= Supplied material =
========

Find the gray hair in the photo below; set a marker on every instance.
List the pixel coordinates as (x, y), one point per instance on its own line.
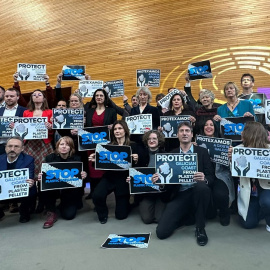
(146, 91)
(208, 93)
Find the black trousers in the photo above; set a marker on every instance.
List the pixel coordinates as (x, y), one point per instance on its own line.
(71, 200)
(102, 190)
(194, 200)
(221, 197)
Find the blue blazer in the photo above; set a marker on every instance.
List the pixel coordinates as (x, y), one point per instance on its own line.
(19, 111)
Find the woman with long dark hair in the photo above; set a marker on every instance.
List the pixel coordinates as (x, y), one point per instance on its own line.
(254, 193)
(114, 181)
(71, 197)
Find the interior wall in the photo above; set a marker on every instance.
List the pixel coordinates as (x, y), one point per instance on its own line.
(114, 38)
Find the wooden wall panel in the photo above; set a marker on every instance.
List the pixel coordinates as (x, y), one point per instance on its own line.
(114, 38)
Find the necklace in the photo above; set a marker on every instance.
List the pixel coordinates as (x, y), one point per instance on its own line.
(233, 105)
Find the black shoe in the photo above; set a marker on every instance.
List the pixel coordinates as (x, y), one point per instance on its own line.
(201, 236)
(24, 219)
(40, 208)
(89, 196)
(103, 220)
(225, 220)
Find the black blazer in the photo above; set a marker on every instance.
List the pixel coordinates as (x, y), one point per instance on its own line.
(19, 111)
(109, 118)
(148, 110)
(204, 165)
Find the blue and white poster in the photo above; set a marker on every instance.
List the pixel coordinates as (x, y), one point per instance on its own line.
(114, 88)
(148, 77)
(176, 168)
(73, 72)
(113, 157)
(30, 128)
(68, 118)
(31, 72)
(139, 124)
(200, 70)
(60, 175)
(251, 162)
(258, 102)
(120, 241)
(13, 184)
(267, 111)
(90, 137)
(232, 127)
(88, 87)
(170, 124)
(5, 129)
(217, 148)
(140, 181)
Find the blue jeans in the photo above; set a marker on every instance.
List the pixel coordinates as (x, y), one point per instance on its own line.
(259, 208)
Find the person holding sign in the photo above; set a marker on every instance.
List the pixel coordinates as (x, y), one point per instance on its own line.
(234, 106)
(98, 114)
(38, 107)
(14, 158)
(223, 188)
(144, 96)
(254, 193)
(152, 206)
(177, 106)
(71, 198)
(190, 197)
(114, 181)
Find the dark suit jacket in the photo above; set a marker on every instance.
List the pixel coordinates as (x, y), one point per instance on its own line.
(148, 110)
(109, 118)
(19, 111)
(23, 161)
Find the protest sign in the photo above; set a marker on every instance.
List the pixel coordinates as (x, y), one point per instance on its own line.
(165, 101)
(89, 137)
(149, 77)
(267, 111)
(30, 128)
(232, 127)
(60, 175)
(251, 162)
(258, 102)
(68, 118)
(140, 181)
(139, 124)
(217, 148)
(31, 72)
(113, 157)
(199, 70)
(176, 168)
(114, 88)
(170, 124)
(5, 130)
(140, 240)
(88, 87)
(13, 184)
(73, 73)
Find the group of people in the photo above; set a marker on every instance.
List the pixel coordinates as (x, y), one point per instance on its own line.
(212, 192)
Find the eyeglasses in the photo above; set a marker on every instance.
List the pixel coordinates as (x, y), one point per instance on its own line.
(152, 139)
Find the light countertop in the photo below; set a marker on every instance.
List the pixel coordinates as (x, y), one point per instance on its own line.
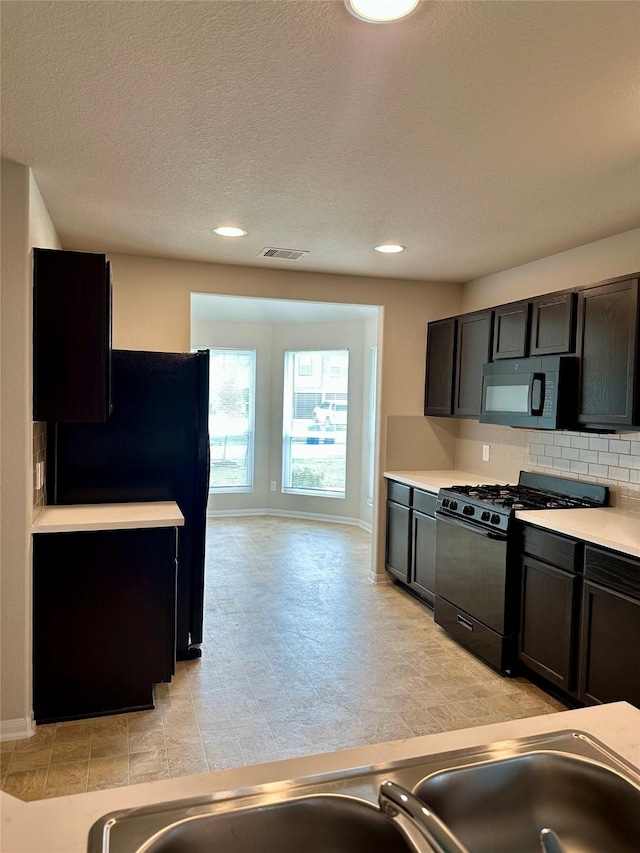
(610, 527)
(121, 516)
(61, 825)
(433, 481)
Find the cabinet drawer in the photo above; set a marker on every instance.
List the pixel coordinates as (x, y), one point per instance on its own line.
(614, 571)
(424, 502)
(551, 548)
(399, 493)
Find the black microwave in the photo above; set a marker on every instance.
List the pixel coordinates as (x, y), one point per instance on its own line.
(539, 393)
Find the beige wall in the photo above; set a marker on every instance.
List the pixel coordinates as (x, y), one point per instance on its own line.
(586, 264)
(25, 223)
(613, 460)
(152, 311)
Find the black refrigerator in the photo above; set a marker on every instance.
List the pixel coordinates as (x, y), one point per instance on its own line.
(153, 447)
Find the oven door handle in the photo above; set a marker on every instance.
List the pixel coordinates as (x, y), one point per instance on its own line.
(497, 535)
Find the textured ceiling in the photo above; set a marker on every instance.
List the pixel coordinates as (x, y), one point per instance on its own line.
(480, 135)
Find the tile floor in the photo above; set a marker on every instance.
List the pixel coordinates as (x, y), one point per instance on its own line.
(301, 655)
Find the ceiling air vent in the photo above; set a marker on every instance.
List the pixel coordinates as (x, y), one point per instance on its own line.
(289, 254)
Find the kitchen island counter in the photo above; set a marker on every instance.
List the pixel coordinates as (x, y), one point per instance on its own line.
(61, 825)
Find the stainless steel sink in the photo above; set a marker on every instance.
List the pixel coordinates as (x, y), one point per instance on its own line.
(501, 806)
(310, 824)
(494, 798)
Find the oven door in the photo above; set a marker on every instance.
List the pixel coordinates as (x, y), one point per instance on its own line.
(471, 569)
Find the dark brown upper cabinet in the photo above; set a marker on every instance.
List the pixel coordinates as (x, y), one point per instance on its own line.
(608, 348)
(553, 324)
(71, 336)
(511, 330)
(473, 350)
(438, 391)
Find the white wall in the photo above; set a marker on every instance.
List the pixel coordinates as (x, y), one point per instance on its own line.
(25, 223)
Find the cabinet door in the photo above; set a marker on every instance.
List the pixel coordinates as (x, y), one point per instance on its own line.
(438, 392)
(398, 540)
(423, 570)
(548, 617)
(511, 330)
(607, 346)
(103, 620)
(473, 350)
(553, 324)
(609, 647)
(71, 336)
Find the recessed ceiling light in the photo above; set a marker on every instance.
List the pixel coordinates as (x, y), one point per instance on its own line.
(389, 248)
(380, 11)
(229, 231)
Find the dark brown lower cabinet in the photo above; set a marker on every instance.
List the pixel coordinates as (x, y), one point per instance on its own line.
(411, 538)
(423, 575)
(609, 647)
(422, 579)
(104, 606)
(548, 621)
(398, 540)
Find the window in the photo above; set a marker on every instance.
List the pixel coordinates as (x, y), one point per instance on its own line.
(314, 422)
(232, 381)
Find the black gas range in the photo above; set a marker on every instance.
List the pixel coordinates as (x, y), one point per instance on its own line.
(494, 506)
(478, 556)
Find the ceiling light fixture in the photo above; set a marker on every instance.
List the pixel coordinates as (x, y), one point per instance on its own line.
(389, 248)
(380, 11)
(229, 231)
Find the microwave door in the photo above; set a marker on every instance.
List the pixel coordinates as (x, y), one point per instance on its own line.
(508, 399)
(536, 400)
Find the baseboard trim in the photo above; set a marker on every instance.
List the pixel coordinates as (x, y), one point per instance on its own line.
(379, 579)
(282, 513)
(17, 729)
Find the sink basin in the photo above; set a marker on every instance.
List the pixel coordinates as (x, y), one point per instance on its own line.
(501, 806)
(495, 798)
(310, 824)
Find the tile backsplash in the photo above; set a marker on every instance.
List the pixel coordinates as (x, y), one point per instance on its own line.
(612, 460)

========

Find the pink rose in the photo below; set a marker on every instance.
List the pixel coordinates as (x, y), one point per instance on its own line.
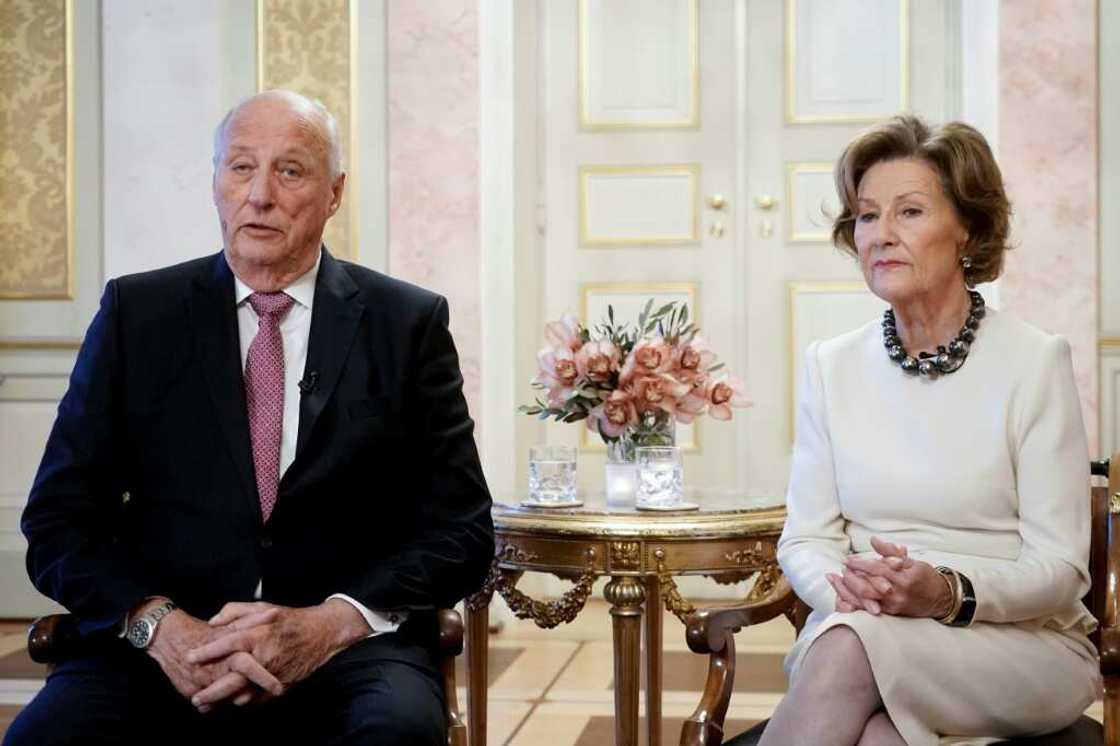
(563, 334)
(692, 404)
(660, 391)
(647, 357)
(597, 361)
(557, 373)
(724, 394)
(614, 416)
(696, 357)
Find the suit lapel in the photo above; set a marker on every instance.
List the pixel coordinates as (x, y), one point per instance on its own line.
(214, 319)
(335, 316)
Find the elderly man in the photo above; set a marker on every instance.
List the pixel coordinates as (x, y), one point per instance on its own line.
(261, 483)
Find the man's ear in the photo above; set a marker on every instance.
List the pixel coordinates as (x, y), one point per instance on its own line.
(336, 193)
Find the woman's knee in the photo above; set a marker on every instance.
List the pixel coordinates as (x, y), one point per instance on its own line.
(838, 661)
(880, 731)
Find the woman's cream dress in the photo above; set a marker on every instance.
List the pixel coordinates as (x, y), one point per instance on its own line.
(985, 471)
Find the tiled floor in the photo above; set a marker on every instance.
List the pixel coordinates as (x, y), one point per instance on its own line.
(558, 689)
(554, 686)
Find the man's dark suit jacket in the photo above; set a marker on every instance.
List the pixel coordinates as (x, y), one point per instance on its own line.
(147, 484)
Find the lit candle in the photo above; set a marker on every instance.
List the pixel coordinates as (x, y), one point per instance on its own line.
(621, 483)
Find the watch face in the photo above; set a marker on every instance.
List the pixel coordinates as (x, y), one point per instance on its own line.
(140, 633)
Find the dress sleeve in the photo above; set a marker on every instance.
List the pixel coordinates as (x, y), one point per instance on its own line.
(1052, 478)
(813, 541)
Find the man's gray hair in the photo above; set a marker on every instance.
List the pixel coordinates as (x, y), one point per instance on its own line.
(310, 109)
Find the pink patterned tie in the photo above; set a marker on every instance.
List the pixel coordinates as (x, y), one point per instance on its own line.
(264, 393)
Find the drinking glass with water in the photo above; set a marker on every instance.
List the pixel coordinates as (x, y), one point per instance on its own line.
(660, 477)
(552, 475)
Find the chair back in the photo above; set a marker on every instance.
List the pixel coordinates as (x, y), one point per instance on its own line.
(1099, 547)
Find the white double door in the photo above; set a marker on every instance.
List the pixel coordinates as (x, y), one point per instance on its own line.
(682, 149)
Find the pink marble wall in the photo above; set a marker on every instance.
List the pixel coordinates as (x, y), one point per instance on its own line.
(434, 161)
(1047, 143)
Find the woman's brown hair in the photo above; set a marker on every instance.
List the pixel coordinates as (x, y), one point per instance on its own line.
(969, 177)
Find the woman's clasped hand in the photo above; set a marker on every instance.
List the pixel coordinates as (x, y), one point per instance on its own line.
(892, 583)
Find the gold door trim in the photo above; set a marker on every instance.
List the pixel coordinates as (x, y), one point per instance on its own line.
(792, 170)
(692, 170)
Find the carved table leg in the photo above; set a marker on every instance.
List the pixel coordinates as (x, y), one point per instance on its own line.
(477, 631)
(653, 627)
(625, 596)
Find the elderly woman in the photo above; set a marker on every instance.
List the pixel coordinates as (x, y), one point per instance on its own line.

========

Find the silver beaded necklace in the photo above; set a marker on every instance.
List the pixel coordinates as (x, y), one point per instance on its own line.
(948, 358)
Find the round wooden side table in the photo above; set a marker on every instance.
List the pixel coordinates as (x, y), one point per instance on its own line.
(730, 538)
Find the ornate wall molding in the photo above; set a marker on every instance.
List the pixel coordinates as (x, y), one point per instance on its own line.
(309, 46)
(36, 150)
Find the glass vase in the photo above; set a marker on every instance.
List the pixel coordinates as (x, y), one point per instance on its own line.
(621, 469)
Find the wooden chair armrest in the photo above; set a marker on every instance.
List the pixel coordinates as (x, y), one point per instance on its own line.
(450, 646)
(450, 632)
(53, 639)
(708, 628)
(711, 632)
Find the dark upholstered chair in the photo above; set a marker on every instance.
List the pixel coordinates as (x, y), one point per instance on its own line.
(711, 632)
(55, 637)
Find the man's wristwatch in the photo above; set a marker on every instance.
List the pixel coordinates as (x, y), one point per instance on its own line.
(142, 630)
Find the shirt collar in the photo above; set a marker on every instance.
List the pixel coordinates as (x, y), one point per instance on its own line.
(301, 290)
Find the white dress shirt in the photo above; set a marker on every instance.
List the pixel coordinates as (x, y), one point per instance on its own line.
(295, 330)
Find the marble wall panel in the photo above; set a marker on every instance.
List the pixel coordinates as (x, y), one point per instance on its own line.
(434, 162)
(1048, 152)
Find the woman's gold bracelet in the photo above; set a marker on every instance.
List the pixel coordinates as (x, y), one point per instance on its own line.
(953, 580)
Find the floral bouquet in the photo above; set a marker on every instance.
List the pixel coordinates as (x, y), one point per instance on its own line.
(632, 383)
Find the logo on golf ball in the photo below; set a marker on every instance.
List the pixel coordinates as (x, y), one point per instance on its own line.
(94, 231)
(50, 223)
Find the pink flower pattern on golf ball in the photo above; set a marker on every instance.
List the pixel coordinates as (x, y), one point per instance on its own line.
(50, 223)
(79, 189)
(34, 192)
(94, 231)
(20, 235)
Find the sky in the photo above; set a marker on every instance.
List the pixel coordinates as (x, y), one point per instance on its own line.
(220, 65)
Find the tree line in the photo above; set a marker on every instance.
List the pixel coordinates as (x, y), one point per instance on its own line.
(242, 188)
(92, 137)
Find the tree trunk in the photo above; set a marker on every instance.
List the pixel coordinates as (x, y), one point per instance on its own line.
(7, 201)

========

Extract from the records above every line that contains the word "panel", and list those lines in their original order.

Find the wooden wall panel in the photo above; set a marker on every instance.
Find the marble wall panel in the photo above; set a marker on every instance.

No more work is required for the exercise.